EXTRAIT DE PAGE
Intervention de Jean-Louis Roumegas

Séance en hémicycle du 27 octobre 2015 à 15h00
Projet de loi de financement de la sécurité sociale pour 2016 — Explications de vote

Photo issue du site de l'Assemblée nationale ou de WikipediaJean-Louis Roumegas :

En ces jours où nous commémorons la naissance de la Sécurité sociale, compte tenu des contraintes budgétaires et de l’explosion de maladies chroniques – j’insiste sur ce dernier point – l’enjeu est bien la pérennité de notre modèle social.

Au cours des deux premières années du quinquennat, le groupe écologiste a soutenu la réduction des déficits et la maîtrise des dépenses parce qu’elles lui paraissaient nécessaires et qu’elles étaient réalisées dans un souci de justice dès lors que le niveau des prestations sociales était maintenu, voire augmenté, pour les plus faibles.

Mais, depuis l’application du pacte de responsabilité et le projet de loi de finances rectificative pour 2014, la logique a changé. Le Gouvernement s’est engagé dans une politique de l’offre fondée strictement sur la compétitivité, qui s’est traduite par une exonération de cotisations sociales pour les entreprises sans contreparties ni conditions.

C’est encore cette logique qui prévaut dans le projet de loi de financement de la Sécurité sociale pour 2016, avec la baisse des cotisations sur les salaires inférieurs à 3,5 SMIC et une nouvelle baisse de la contribution sociale de solidarité des sociétés à hauteur d’environ 1 milliard, alors que l’ONDAM progressera de 1,75 %, passant d’environ 475 à 478 milliards, soit plus de 3 milliards d’augmentation.

Ces mesures sont à la fois injustes, car elles ne ciblent pas suffisamment les TPE et PME, et inefficaces, puisqu’elles ne produisent aucun résultat sur la réduction du chômage. Elles sont le fruit d’une logique purement comptable.

Qu’il ne soit pas reproché aux écologistes une posture de simple protestation : bien entendu, nous saluons plusieurs des mesures contenues dans ce projet, qu’il s’agisse de la lutte contre l’abus de médicaments par la promotion des génériques, de la lutte contre le gaspillage en général, du développement de l’ambulatoire, de l’action engagée contre la redondance des examens, de l’effort consenti en faveur de l’autonomie des personnes handicapées ou de la volonté de renforcer l’accès à la contraception et l’autonomie des femmes.

Mais à l’amputation des recettes et à la réduction des dépenses de l’assurance maladie, nous préférons un changement de paradigme qui s’attaque aux causes de l’épidémie de maladies chroniques – je veux parler de l’impact des pollutions de l’environnement sur notre santé – et à celles de l’augmentation des dépenses – le poids des lobbies sur notre politique de santé.

ENREGISTREMENTS PRÉSENTÉS
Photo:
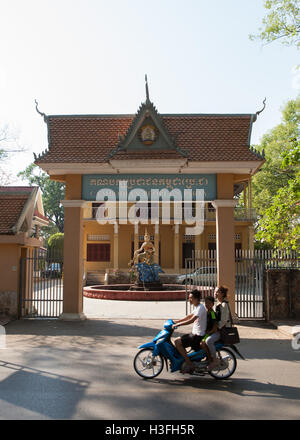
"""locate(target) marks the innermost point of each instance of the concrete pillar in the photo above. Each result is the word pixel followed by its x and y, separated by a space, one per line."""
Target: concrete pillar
pixel 156 243
pixel 176 248
pixel 198 244
pixel 225 246
pixel 73 260
pixel 251 238
pixel 136 236
pixel 116 246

ÉNONCÉ DE L'EXERCICE
D'après l'intervention, en dessous de quel niveau de salaire les cotisations baissent-elles dans le projet de loi pour 2016 ? Les enregistrements n'ont aucun rôle dans cet exercice.

ZONE DE RÉPONSE
En dessous de 3,5 SMIC.